*Task objective*.
Please give the data again exactly, with no line dropped.

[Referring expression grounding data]
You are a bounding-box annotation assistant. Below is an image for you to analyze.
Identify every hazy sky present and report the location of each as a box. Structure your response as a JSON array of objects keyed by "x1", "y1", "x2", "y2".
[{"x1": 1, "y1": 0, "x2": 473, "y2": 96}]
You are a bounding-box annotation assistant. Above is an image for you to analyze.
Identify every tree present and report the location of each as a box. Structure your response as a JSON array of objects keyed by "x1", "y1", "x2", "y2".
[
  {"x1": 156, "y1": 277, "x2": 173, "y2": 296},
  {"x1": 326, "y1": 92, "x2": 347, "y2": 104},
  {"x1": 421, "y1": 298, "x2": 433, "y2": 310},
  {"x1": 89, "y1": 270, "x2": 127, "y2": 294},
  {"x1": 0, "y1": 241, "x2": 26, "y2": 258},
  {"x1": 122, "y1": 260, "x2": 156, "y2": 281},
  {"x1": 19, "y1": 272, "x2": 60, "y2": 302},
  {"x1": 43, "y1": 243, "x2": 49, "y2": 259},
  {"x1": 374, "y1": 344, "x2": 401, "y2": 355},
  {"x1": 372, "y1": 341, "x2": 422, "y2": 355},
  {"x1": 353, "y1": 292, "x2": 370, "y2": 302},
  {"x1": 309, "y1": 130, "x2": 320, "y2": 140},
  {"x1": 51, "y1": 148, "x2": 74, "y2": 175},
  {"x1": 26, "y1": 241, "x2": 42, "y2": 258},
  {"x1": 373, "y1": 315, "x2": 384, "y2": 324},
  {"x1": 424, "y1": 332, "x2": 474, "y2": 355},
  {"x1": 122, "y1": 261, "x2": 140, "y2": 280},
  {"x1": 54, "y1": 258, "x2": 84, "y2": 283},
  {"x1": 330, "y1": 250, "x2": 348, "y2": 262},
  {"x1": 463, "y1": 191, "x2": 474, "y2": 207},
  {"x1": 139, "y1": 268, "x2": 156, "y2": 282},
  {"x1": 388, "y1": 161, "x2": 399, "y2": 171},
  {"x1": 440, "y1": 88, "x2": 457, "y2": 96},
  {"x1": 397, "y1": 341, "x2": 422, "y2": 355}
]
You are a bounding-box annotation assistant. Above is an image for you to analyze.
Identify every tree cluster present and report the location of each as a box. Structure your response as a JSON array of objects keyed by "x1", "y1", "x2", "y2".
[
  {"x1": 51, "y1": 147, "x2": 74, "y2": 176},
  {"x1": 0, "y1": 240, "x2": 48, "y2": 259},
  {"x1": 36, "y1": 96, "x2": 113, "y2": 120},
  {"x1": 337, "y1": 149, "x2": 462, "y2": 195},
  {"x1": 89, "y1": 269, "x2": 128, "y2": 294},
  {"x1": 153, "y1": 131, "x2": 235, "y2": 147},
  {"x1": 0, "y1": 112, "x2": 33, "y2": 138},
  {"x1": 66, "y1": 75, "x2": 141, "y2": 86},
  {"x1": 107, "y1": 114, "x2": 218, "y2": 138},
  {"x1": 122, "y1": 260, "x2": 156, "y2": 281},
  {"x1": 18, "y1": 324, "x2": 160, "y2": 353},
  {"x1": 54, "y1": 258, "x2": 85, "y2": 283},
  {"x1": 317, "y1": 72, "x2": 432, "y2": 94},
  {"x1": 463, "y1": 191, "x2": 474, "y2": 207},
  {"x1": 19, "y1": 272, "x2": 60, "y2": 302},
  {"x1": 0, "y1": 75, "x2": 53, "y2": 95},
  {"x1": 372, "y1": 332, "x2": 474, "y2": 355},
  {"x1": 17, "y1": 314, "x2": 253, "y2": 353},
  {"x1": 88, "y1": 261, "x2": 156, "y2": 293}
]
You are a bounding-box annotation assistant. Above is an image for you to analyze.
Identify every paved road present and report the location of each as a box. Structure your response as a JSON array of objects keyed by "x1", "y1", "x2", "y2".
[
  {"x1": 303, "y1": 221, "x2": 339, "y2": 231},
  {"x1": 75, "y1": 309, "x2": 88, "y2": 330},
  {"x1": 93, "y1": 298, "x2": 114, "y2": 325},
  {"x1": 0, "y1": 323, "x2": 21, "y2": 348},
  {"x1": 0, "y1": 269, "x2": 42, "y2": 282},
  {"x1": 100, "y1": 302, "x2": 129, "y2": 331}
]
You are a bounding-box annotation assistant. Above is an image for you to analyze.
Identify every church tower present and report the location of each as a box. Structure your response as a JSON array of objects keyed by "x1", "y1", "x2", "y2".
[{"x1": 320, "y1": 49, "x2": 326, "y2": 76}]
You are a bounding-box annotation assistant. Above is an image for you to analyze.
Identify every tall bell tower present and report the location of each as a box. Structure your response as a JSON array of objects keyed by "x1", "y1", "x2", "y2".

*Solution to this task*.
You are a bounding-box annotation assistant. Below is an image for you to analyze.
Identify every hazy sky present and report the location of each as a box. Structure your response as a JSON array of objects keyed by "x1", "y1", "x2", "y2".
[{"x1": 1, "y1": 0, "x2": 473, "y2": 96}]
You are a bounding-box annotation assistant. Above is an image for you to analyze.
Identify every tree present and report the location of each as a box. Structure your response as a JSON array of objects keyed by "x1", "y1", "x2", "y2".
[
  {"x1": 156, "y1": 277, "x2": 173, "y2": 296},
  {"x1": 326, "y1": 92, "x2": 347, "y2": 104},
  {"x1": 421, "y1": 298, "x2": 433, "y2": 310},
  {"x1": 89, "y1": 270, "x2": 127, "y2": 294},
  {"x1": 0, "y1": 241, "x2": 26, "y2": 258},
  {"x1": 122, "y1": 260, "x2": 156, "y2": 281},
  {"x1": 19, "y1": 272, "x2": 60, "y2": 302},
  {"x1": 43, "y1": 243, "x2": 49, "y2": 259},
  {"x1": 374, "y1": 344, "x2": 401, "y2": 355},
  {"x1": 372, "y1": 341, "x2": 422, "y2": 355},
  {"x1": 353, "y1": 292, "x2": 370, "y2": 302},
  {"x1": 309, "y1": 130, "x2": 320, "y2": 140},
  {"x1": 51, "y1": 148, "x2": 74, "y2": 175},
  {"x1": 26, "y1": 241, "x2": 42, "y2": 258},
  {"x1": 373, "y1": 315, "x2": 384, "y2": 324},
  {"x1": 424, "y1": 332, "x2": 474, "y2": 355},
  {"x1": 122, "y1": 261, "x2": 140, "y2": 280},
  {"x1": 54, "y1": 258, "x2": 84, "y2": 283},
  {"x1": 330, "y1": 250, "x2": 348, "y2": 262},
  {"x1": 463, "y1": 191, "x2": 474, "y2": 207},
  {"x1": 139, "y1": 268, "x2": 156, "y2": 282},
  {"x1": 388, "y1": 161, "x2": 399, "y2": 171},
  {"x1": 440, "y1": 88, "x2": 457, "y2": 96},
  {"x1": 397, "y1": 341, "x2": 422, "y2": 355}
]
You are a bounding-box annotation assistant. Above is an image for you to analyze.
Identify every tree cluster present and report the location of each as a box. Structure your response as a JSON array of objects keyed by "x1", "y1", "x2", "y2".
[
  {"x1": 51, "y1": 147, "x2": 74, "y2": 176},
  {"x1": 0, "y1": 240, "x2": 48, "y2": 259},
  {"x1": 36, "y1": 96, "x2": 113, "y2": 120},
  {"x1": 337, "y1": 149, "x2": 462, "y2": 195},
  {"x1": 89, "y1": 269, "x2": 128, "y2": 294},
  {"x1": 153, "y1": 131, "x2": 235, "y2": 147},
  {"x1": 0, "y1": 112, "x2": 33, "y2": 138},
  {"x1": 66, "y1": 75, "x2": 141, "y2": 86},
  {"x1": 107, "y1": 114, "x2": 218, "y2": 138},
  {"x1": 122, "y1": 260, "x2": 156, "y2": 281},
  {"x1": 18, "y1": 324, "x2": 160, "y2": 353},
  {"x1": 54, "y1": 258, "x2": 85, "y2": 283},
  {"x1": 317, "y1": 72, "x2": 432, "y2": 94},
  {"x1": 463, "y1": 191, "x2": 474, "y2": 207},
  {"x1": 19, "y1": 272, "x2": 60, "y2": 302},
  {"x1": 0, "y1": 75, "x2": 53, "y2": 95},
  {"x1": 372, "y1": 332, "x2": 474, "y2": 355},
  {"x1": 17, "y1": 314, "x2": 253, "y2": 353},
  {"x1": 88, "y1": 261, "x2": 156, "y2": 293}
]
You are a bounding-box annotation assistant. Above is an image for you to analyze.
Identify every paved road present and report the location of each as a box. Structure your response as a JSON array of objects keyed by "x1", "y1", "x2", "y2".
[
  {"x1": 303, "y1": 221, "x2": 339, "y2": 231},
  {"x1": 75, "y1": 309, "x2": 88, "y2": 330},
  {"x1": 93, "y1": 298, "x2": 114, "y2": 325},
  {"x1": 0, "y1": 323, "x2": 21, "y2": 348},
  {"x1": 0, "y1": 269, "x2": 42, "y2": 282},
  {"x1": 100, "y1": 302, "x2": 129, "y2": 331}
]
You are a bounding-box annotation assistant. Above is an image for you to analyze.
Identify every church tower present and report the location of each as a box. Structure your response as a JSON array of objects keyed by "x1", "y1", "x2", "y2".
[{"x1": 320, "y1": 49, "x2": 326, "y2": 76}]
You are a bounding-box annotation assistant. Above is an image for you to analyze.
Identify every tall bell tower present and report the location of each as a box. Structure your response as a JSON array of objects keyed by "x1", "y1", "x2", "y2".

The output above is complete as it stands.